Give the entries again exactly, every one of them.

(Coordinate labeling data)
((
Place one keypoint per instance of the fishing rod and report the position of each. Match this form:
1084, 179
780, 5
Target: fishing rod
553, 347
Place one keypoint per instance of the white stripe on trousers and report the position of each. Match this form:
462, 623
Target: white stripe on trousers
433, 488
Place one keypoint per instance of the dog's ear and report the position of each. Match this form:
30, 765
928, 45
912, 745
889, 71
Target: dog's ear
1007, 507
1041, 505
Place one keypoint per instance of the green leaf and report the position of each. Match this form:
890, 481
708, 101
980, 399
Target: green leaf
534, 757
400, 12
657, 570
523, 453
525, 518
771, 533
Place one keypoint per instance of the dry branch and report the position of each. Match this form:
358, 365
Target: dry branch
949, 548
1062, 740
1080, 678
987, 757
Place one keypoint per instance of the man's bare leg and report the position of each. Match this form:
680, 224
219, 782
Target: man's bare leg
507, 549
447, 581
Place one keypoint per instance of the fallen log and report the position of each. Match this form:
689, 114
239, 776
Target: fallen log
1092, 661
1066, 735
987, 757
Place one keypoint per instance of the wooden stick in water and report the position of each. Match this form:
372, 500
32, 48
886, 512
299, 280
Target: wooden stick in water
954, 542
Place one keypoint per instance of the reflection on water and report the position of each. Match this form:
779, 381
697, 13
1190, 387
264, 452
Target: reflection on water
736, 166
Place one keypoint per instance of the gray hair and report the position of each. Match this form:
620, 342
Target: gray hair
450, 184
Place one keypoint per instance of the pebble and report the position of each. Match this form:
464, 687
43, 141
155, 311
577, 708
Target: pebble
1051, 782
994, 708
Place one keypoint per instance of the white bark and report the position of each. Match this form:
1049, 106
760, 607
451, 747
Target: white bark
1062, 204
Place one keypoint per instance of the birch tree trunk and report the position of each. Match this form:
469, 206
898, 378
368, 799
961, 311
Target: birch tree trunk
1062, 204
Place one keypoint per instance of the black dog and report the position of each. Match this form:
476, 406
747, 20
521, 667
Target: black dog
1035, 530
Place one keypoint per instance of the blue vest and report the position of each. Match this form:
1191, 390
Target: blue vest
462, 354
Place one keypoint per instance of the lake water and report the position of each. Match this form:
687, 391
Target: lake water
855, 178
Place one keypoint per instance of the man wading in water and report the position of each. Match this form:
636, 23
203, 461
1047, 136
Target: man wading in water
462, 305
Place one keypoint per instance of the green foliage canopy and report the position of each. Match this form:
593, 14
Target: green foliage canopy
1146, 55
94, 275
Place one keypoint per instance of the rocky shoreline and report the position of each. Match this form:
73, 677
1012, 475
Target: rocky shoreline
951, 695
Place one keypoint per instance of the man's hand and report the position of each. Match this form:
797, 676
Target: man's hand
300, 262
))
▶ Task solution
Place one keypoint per instance of the fishing rod and report the position of each. Match this form:
1084, 179
780, 5
Target: fishing rod
553, 347
Place one keypoint per instance of the white stripe on trousers and report the position of each. Match this form:
462, 623
Target: white stripe on trousers
433, 488
Place one keypoint per instance of the dog's ear and report the position of each. Match this form:
30, 765
928, 45
912, 745
889, 71
Target: dog's ear
1007, 507
1041, 505
Place one keypoint per instance of the green leaf and report the position of each. Match this form:
890, 481
708, 101
980, 399
Target: green leaf
534, 757
400, 12
657, 570
523, 453
525, 518
771, 533
Place one keypoint per instance of the dry branch and report the position of each. Match this form:
358, 365
Target: dry branch
949, 548
1062, 740
1080, 678
987, 757
Place one keypoint per instance of the man's bare leg and report the position of each. Match this form:
680, 224
219, 782
Target: man's bare leg
507, 549
447, 581
Place one keypoint per instance of the fallen log and report the position of each. Match this form:
689, 114
239, 776
Target: fallen log
1092, 661
1066, 735
987, 757
Place one keypoint per instance of the wooden stick in water and report the position of each. Match this form:
372, 500
32, 48
886, 512
299, 280
Target: wooden stick in water
954, 542
Place one keypoint per instance of the reflection on water and report the position of each. Match this form:
779, 381
697, 13
1190, 387
264, 452
Target: reflection on water
736, 166
Place one keypoint per instance of the gray hair and report the position of each. Match this form:
620, 342
Target: gray hair
450, 184
Place one keypoint per instance of the pebble and report the position of each. Match this form:
464, 687
43, 141
155, 311
577, 708
Target: pebble
1051, 782
994, 708
Place one keypoint per instance of the white bark and report the position of each. Match this form:
1049, 106
760, 607
451, 747
Target: white bark
1062, 204
Place one keypoint per instance of the birch tree trunk and report the position of each. Match this form:
469, 206
898, 378
368, 799
961, 311
Target: birch tree trunk
1062, 204
Place one keypoint per instance of the black dog and report the position of each. Match this form:
476, 406
747, 20
521, 667
Target: black dog
1035, 530
Place one keypoint per instance of the blue vest and report the position of each. Match this form:
1191, 390
Target: blue vest
462, 354
Place one keypoint per instance of the lake water and report the position of each. Match this form:
687, 391
Target: lake water
855, 178
Place one keypoint per instance of the man wading in water and report the position of each. Match this form:
636, 23
203, 461
1047, 136
Target: man wading in water
462, 305
Place one keypoint per instance of the green foliage canopy and report the position of each. Match this form:
593, 14
Target: green foliage canopy
1146, 55
94, 275
Place one keypoint per instance of the rocky shoreline and report the position of each. Match this form:
73, 677
1012, 475
Target: rocky shoreline
951, 695
Place one keypoint per instance of the man's hand and report the position of each. Match this form:
797, 676
Target: man's hand
300, 262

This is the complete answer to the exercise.